**Texto citado:**
_ _ _ _ _ _ _
A idéia oriunda de entrevistar o poeta Manoel de Barros nasceu quando eu trilhava o caminho da Pós-graduação Latu Sensu em Literatura Brasileira na UNEMAT e escrevia sobre O canto do insólito em Murilo Mendes, João Cabral de Melo Neto e Manoel de Barros. Meu ex- orientador de literatura chamado Isaac Newton Almeida Ramos, que também comparou a poesia de Manoel de Barros e Fernando Pessoa, concedeu-me o telefone do poeta. Em seguida, liguei e a dona Stella de Barros atendeu com maior simplicidade e concedeu-me o endereço. A segunda vez aconteceu em 2008, a partir da minha atual pesquisa de mestrado na UFG com o projeto Convergências poéticas: Manoel de Barros, João Cabral de Melo Neto e Corsino Fortes, com a orientação da Profª. Drª. Goiandira de Fátima Ortiz de Camargo.

Não encontrei nenhum obstáculo para entrevistar o poeta, uma vez que assim como Manoel de Barros, eu tenho horror a câmeras e microfones. Eu mesma pedi a entrevista por escrito porque dois tímidos não conversariam muito bem. Nunca iria conversar pessoalmente com Manoel de Barros e nem tenho objetivos para isso. Preferi amar a poesia dele estudando-a. Não iria falar com ele porque eu me sentiria pequena demais como ele se sentiu no Rio de Janeiro quando tentou falar com o Manuel Bandeira. Não foi difícil para mim e muito menos para Manoel. Tímidos se realizam melhor na escrita, na pintura e na música. A solidão de indivíduo é melhor para o poeta. Destarte, tudo que pedi ao poeta veio muito mais rápido que o vôo de uma garça no Pantanal mato-grossense.
_ _ _ _ _ _ _
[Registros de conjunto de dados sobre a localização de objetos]
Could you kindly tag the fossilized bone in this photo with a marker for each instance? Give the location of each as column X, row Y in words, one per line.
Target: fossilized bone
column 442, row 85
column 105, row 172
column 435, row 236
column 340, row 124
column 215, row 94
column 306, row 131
_ _ _ _ _ _ _
**Objetivo:** Substitua "microfones" por "gravadores" e reproduza o trecho do texto citado entre "Não encontrei nenhum" e "no Pantanal mato-grossense.", inclusive. Os registros constituem material independente do texto citado.

**Resultado do exercício:**
Não encontrei nenhum obstáculo para entrevistar o poeta, uma vez que assim como Manoel de Barros, eu tenho horror a câmeras e gravadores. Eu mesma pedi a entrevista por escrito porque dois tímidos não conversariam muito bem. Nunca iria conversar pessoalmente com Manoel de Barros e nem tenho objetivos para isso. Preferi amar a poesia dele estudando-a. Não iria falar com ele porque eu me sentiria pequena demais como ele se sentiu no Rio de Janeiro quando tentou falar com o Manuel Bandeira. Não foi difícil para mim e muito menos para Manoel. Tímidos se realizam melhor na escrita, na pintura e na música. A solidão de indivíduo é melhor para o poeta. Destarte, tudo que pedi ao poeta veio muito mais rápido que o vôo de uma garça no Pantanal mato-grossense.